[Document segment Boundary: Start]
Some reorganisations tell you more about a bank’s direction and strategy than others.  Of particular interest are the ones which aren’t triggered by a big resignation or external hire, and which happen close to the top of a business unit, but not right there at the executive board level.  This is the level of management where the company is shaped for years, even decades to come.  On that basis, Bank of America’s latest shake-up looks like it might repay a bit of analysis and speculation.

So, congratulations to Alex Bettiamo, who is promoted from heading the Latam business to be co-head of global investment banking alongside Tom Sheehan.  Also to Faiz Ahmad, who goes from global transaction services to be co-head of global capital markets with Sarang Gadkari.  And to Elif Bilgi Zapparoli, the previous co-head of capital markets, who will now be head of international client strategy.  What does it all mean?

Well, most obviously that on the IBD side, Bank of America likes co-head structures.  But there’s a less obvious point.  Usually, the “global co-head” structure is put in place by a company that wants to spread its leadership out across the time zones.  But unless any of the people above are planning to move geographically (something which isn’t mentioned in any of the news reports), they are all going to be based in the same region.  Bank of America is beginning to look very … American.

In fact, when you compare it to the other big US investment banking franchises, this really stands out.  Taking the approach of looking down the org chart to find the most senior person based outside the USA in a direct investment banking management role, we see that Goldman Sachs has Jim Esposito in London (co-head of Global Banking and Markets).  Morgan Stanley has Simon Smith (co-head of Global Investment Banking).  Dan Pinto at JP Morgan returned to New York in 2021, but Vis Raghawan (co-head of Global Investment Banking) remains.  And Citi has Manuel Falco (co-head of Banking, Capital Markets and Advisory).  The nearest equivalent figure at BoA is Bernard Mensah, but although he used to be head of FICC, his current title is “President of International”.

And it doesn’t appear to be new.  As far back as 2019, it was being noticed that Bank of America “feels like a domestic U.S. business, with all the major decisions made in New York, especially with regards to risk”.  Since then, London has lost importance, and the Paris office of BoA has become significantly more vibrant, but that still doesn’t seem to be translating to any interest in having someone at the top level based in the EMEA time zone, let alone Asia.

Of course, this might be exactly the right strategy; the USA is by far the biggest market and over the last five years, it’s been the best performing one, so BoA appears to have made exactly the right strategic decision in concentrating management effort on its domestic franchise.  And many would argue that neither bankers nor clients in the actual business care at all about the precise title of someone ten floors above them who they will almost never meet.  Nonetheless, it’s interesting that the word “global” doesn’t always have a meaning to be taken literally.

Elsewhere, when Citi launched its satellite office in Malaga, there was plenty of scepticism.  People said it was a gimmick, a career graveyard and that junior bankers who were prepared to trade a somewhat lower income for more pleasant living conditions were in some way cheating. 

But apparently, the pilot program of 27 analysts has been judged a success, and it’s going to be expanded.  According to Nacho Gutiérrez-Orrantia, the EMEA co-head of banking, capital markets and advisory, “we’ve done well on the investment banking front, but we are exploring how to monetise this on some other fronts”.
[Document segment Boundary: End]
**Activities**
- A) In the commentary on Bank of America's management changes, who becomes co-head of global investment banking alongside Tom Sheehan?
- B) According to the commentary on Bank of America's management changes, why do the new global co-head appointments suggest that Bank of America is "beginning to look very … American"?
- C) Translate this sentence from the commentary on Bank of America's management changes into French: "This is the level of management where the company is shaped for years, even decades to come."
[Dataset extract Boundary: Start]
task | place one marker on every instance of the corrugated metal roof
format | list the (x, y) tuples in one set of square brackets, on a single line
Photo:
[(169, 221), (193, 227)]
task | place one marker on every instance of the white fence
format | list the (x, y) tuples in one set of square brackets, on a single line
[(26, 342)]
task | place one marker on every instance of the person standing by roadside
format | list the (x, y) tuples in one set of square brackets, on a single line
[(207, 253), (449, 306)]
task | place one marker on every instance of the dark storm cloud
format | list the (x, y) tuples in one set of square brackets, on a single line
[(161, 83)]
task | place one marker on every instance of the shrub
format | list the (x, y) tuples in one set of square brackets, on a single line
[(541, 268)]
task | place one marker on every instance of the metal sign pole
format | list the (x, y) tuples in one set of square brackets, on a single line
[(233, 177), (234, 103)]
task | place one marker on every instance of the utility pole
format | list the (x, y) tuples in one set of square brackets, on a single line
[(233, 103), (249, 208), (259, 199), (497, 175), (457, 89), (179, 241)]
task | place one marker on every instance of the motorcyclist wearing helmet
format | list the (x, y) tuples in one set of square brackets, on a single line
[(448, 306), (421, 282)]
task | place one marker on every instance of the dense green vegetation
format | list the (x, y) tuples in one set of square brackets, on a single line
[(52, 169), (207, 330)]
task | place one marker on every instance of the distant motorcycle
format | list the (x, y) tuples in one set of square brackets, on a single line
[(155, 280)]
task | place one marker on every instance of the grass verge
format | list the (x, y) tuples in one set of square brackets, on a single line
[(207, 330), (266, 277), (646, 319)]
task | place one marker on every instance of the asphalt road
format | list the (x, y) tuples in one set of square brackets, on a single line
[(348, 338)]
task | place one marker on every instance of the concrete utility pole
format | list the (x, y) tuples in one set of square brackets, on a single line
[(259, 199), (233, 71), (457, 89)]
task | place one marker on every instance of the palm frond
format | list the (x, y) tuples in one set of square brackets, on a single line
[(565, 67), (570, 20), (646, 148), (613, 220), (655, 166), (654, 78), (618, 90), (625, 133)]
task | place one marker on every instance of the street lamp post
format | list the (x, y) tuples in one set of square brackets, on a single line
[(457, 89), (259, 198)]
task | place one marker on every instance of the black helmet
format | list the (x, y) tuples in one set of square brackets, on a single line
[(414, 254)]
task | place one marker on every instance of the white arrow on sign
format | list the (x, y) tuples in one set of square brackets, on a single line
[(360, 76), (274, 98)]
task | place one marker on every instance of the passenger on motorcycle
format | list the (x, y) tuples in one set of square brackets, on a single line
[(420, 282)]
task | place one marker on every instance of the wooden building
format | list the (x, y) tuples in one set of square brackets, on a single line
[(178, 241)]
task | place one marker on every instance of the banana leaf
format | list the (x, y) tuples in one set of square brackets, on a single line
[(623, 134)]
[Dataset extract Boundary: End]
[Dataset extract Boundary: Start]
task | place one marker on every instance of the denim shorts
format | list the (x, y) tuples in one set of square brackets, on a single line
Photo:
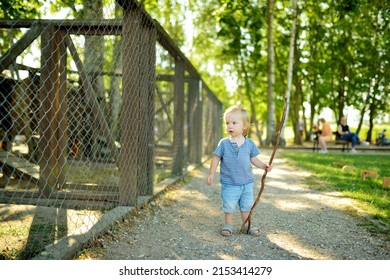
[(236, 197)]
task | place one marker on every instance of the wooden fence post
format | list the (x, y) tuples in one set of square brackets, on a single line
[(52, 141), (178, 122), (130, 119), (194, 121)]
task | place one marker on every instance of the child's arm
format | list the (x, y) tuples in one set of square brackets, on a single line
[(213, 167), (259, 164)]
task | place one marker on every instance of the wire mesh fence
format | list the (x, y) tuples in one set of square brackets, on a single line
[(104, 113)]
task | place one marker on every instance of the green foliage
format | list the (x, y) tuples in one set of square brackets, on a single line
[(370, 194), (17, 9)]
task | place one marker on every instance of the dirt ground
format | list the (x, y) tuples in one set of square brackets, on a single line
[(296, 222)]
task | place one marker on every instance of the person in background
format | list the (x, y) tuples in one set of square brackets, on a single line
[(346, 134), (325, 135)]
[Dataset extract Boundary: End]
[Dataset extract Boundary: Start]
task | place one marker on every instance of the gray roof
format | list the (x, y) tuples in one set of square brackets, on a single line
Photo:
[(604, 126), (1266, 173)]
[Dataset extract Boundary: End]
**Responses to the exercise**
- A) Alex Bettiamo

- B) A global co-head structure is usually used to spread leadership across time zones. Unless any of the appointees plan to move, and no such move appears in the news reports, they will all be based in the same region.

- C) C'est à ce niveau de direction que l'entreprise se façonne pour des années, voire des décennies à venir.